= WHAT IS EXPECTED =
Everything from the line that contains "Mark the distant" through the last line of the listing must be copied exactly, with both of those lines included and no others.

===== THE DATA =====

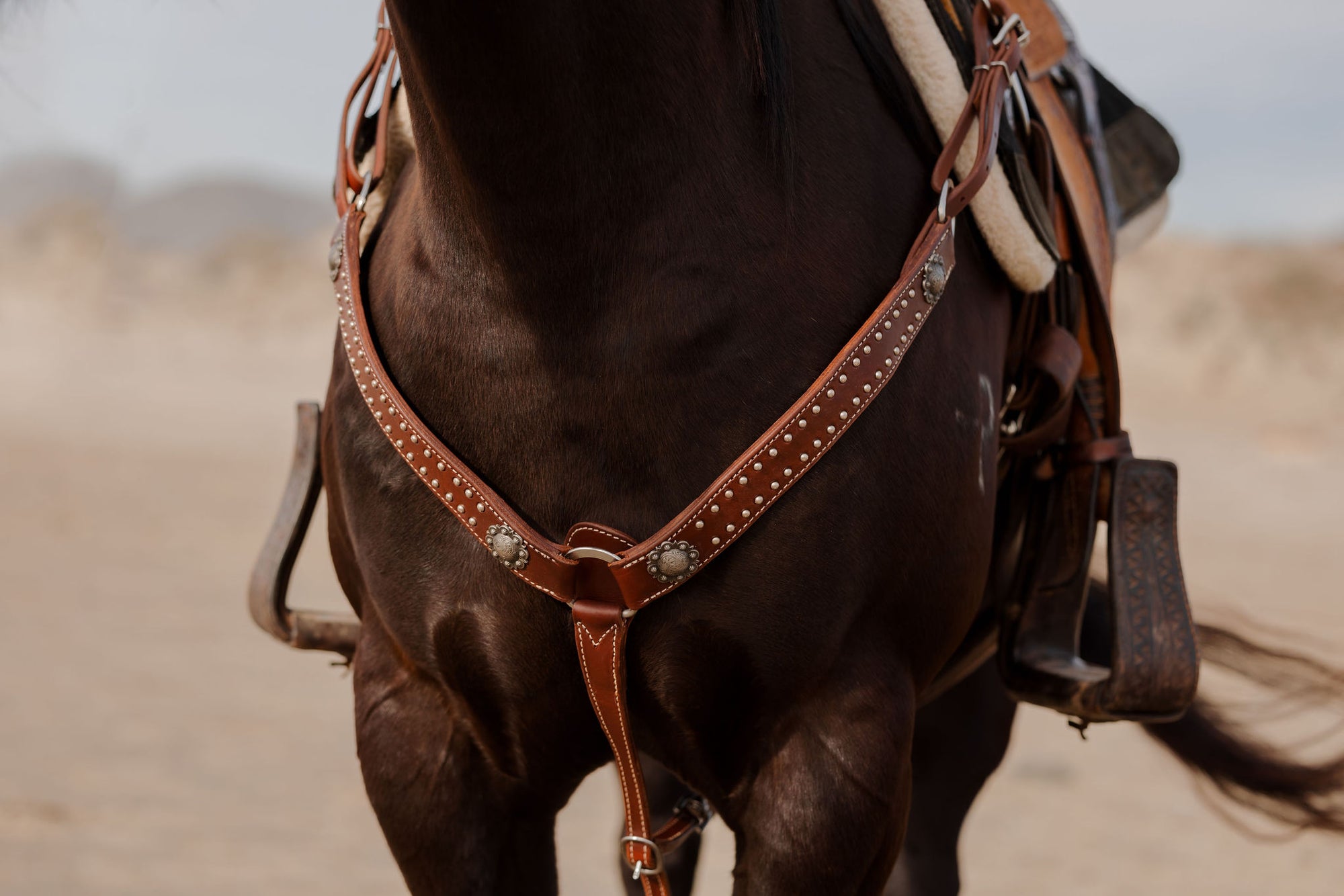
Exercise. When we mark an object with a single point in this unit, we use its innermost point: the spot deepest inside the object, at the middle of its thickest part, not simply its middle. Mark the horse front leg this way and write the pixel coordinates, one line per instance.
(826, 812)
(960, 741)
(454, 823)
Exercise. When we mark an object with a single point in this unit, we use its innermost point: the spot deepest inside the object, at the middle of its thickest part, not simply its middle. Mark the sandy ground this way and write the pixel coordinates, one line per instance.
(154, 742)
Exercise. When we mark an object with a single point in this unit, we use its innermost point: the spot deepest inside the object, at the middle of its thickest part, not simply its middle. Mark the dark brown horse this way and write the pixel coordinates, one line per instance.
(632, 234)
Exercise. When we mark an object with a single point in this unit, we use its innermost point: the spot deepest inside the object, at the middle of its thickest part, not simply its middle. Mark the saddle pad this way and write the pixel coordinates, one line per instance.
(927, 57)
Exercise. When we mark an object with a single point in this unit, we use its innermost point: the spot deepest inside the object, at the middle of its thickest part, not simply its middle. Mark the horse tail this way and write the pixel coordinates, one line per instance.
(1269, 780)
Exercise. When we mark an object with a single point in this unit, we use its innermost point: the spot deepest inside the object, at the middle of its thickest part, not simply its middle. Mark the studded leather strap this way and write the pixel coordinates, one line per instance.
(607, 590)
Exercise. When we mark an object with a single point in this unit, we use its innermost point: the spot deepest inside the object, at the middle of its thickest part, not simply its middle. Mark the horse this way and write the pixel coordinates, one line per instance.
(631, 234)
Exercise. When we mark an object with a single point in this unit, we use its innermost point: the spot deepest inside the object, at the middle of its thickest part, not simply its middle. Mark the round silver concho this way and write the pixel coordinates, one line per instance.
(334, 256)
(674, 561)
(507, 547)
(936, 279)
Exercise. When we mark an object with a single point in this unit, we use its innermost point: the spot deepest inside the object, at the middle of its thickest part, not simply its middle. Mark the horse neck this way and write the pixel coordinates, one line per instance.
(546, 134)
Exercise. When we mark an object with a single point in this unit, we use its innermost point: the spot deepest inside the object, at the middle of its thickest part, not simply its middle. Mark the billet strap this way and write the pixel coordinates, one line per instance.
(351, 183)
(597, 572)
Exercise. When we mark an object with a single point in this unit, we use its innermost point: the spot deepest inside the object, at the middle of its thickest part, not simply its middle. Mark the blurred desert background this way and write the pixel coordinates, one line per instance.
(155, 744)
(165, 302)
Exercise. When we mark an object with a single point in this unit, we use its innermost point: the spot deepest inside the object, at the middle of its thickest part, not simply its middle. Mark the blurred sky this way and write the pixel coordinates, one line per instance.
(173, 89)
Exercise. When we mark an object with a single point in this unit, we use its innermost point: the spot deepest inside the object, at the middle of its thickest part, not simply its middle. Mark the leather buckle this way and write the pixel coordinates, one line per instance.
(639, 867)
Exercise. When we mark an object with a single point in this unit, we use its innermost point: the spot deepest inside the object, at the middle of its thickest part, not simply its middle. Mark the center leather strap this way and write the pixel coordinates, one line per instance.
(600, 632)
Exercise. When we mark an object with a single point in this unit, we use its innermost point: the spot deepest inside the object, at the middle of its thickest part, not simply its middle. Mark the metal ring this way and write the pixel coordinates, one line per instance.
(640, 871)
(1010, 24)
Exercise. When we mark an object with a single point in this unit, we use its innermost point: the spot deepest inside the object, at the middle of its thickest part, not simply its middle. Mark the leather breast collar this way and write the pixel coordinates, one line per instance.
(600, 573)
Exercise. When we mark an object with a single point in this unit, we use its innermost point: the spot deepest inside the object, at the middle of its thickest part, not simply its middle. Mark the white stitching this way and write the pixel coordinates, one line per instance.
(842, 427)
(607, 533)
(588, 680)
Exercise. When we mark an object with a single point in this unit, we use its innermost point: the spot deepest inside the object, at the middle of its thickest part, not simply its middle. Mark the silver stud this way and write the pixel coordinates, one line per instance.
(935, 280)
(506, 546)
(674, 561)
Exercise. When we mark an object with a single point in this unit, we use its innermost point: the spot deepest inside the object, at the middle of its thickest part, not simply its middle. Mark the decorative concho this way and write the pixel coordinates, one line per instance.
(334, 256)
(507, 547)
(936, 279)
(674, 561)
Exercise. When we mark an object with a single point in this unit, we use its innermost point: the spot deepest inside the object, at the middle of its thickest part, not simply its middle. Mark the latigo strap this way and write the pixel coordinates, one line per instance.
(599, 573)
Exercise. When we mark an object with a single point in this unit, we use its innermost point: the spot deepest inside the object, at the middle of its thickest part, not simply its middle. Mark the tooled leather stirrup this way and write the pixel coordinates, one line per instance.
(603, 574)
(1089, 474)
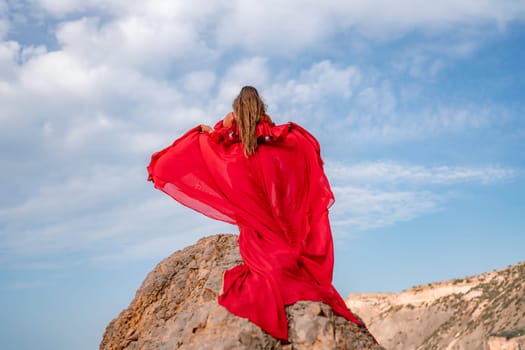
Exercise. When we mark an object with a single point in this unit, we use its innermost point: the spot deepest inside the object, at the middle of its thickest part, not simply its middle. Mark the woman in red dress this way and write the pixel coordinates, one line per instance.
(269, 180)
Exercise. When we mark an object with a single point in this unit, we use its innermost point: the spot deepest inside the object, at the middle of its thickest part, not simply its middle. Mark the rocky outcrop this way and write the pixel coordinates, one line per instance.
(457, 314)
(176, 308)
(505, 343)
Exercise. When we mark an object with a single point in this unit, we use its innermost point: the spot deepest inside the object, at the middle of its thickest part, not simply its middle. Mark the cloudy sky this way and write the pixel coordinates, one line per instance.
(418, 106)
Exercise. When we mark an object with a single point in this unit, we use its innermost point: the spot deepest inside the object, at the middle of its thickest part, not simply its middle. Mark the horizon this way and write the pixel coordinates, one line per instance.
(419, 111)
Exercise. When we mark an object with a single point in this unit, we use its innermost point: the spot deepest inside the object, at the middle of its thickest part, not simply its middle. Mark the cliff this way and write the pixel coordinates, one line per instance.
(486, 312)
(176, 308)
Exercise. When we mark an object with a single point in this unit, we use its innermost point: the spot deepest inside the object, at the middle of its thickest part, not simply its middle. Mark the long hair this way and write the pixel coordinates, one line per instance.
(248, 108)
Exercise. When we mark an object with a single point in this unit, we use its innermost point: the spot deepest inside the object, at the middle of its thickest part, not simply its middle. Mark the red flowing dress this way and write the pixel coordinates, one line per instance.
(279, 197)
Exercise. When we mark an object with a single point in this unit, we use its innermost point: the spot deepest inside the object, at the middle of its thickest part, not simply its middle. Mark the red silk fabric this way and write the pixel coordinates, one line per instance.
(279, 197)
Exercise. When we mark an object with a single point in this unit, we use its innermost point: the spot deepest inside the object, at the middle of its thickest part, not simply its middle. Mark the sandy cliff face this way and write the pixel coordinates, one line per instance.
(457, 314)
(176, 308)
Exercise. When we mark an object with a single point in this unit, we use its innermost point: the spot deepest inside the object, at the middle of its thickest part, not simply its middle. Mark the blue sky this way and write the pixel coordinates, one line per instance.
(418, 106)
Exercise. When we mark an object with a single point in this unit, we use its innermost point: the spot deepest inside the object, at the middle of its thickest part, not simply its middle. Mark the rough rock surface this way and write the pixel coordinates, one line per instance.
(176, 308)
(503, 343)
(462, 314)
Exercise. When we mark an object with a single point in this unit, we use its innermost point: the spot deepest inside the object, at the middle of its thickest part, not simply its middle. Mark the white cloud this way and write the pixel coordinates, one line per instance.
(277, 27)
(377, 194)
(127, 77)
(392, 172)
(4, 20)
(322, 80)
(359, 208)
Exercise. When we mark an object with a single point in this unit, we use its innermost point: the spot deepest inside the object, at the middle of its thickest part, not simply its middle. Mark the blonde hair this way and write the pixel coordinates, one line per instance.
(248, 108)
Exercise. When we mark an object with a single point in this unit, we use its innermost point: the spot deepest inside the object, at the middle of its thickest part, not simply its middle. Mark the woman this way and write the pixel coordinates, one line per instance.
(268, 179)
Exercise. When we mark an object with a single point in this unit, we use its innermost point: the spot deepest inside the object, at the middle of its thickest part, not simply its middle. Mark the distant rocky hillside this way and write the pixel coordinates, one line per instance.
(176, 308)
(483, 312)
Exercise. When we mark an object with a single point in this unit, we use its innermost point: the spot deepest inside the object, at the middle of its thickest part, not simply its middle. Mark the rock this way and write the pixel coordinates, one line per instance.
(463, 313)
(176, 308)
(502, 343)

=====

= SOLUTION BELOW =
Exercise. When we mark an object with a single point in this unit, we use its innermost point: the spot deepest inside the object, at the middle of its thickest part, not simply its middle. Mark the distant rocky hillside this way and write the pixel coordinates, one line per instance.
(176, 308)
(483, 312)
Exercise. When we mark an object with a single point in this unit, we use its innermost point: the spot deepest inside the object, at the middle of its thickest part, not simply its middle. Mark the rock this way and write the pixel coordinates, one line per instance.
(463, 313)
(176, 308)
(502, 343)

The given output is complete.